##### Stored data #####

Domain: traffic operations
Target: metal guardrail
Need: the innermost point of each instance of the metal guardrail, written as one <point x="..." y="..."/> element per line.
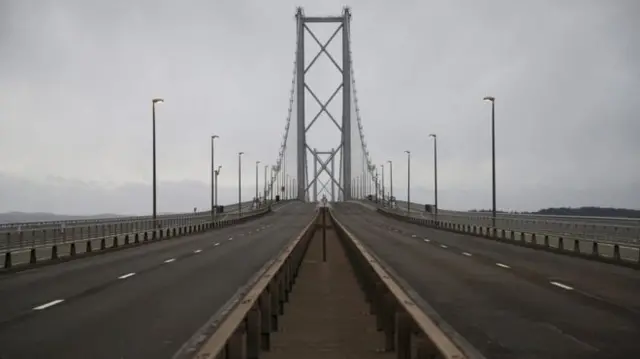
<point x="626" y="232"/>
<point x="406" y="327"/>
<point x="57" y="224"/>
<point x="602" y="250"/>
<point x="247" y="328"/>
<point x="108" y="236"/>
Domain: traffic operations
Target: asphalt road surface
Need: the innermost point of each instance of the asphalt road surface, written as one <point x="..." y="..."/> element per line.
<point x="143" y="302"/>
<point x="509" y="301"/>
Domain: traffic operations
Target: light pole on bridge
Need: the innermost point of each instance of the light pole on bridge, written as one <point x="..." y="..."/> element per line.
<point x="257" y="193"/>
<point x="213" y="179"/>
<point x="155" y="192"/>
<point x="435" y="172"/>
<point x="240" y="183"/>
<point x="408" y="182"/>
<point x="390" y="179"/>
<point x="493" y="155"/>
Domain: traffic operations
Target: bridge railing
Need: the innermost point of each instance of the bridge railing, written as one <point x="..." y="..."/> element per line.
<point x="627" y="253"/>
<point x="618" y="230"/>
<point x="17" y="226"/>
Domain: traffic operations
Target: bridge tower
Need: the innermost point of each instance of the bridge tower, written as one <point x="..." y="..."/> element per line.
<point x="305" y="182"/>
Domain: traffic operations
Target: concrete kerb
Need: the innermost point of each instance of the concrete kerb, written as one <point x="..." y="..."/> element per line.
<point x="542" y="241"/>
<point x="149" y="236"/>
<point x="245" y="329"/>
<point x="408" y="330"/>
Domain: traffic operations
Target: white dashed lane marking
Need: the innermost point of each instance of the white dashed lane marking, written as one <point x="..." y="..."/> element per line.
<point x="125" y="276"/>
<point x="563" y="286"/>
<point x="50" y="304"/>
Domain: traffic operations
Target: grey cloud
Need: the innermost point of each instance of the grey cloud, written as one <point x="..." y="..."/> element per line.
<point x="77" y="78"/>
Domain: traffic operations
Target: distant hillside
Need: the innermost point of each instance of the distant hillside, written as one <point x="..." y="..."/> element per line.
<point x="591" y="212"/>
<point x="13" y="217"/>
<point x="580" y="211"/>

#####

**The task:** Exclude the pictures. Write out the remaining data exactly.

**Answer below:**
Domain: traffic operations
Target: metal guardrail
Need: the innermost point of each instance of the metal guardrail, written as one <point x="..." y="..."/> element per line.
<point x="626" y="232"/>
<point x="406" y="327"/>
<point x="57" y="224"/>
<point x="602" y="250"/>
<point x="247" y="328"/>
<point x="108" y="236"/>
Domain: traffic operations
Target: asphalt road surface
Need: the innermost point of each instance of the asphalt road surface, written as one <point x="..." y="..."/> element per line.
<point x="143" y="302"/>
<point x="509" y="301"/>
Domain: traffic operations
Target: light pole on bridge
Need: the innermost point of each instance of the light pole on bridge, written as one <point x="..." y="..."/> element per line.
<point x="257" y="193"/>
<point x="213" y="179"/>
<point x="155" y="192"/>
<point x="435" y="172"/>
<point x="240" y="183"/>
<point x="408" y="182"/>
<point x="390" y="179"/>
<point x="493" y="155"/>
Domain: traffic operations
Target: bridge railing
Need: the innermost point of each instance of the bridge railing, written as one <point x="..." y="..."/> element per line.
<point x="627" y="253"/>
<point x="618" y="230"/>
<point x="17" y="226"/>
Domain: traffic operations
Target: bridge tower
Need: the innermost point of each instance of the bridge tower, written as one <point x="..." y="..."/> element per line.
<point x="305" y="182"/>
Domain: traffic operations
Target: concrete kerb
Need: the innermost point of each instance of the concrete kerb, written as one <point x="..." y="..."/> element per line.
<point x="542" y="241"/>
<point x="149" y="236"/>
<point x="245" y="329"/>
<point x="408" y="330"/>
Domain: traffic operations
Target: white dashed lane marking
Need: the innermost point of each instance of the white dashed lane marking, written as one <point x="..." y="..."/> element per line.
<point x="125" y="276"/>
<point x="563" y="286"/>
<point x="50" y="304"/>
Domain: traffic operations
Target: grey cloud
Need: the innermost point of each instance of the grey cloud, written as one <point x="..." y="..."/> element per line.
<point x="77" y="78"/>
Domain: traffic operations
Target: distant hillside
Need: the innermost point of each instance of the distant hillside, written as one <point x="..." y="..."/> element per line.
<point x="591" y="212"/>
<point x="13" y="217"/>
<point x="580" y="211"/>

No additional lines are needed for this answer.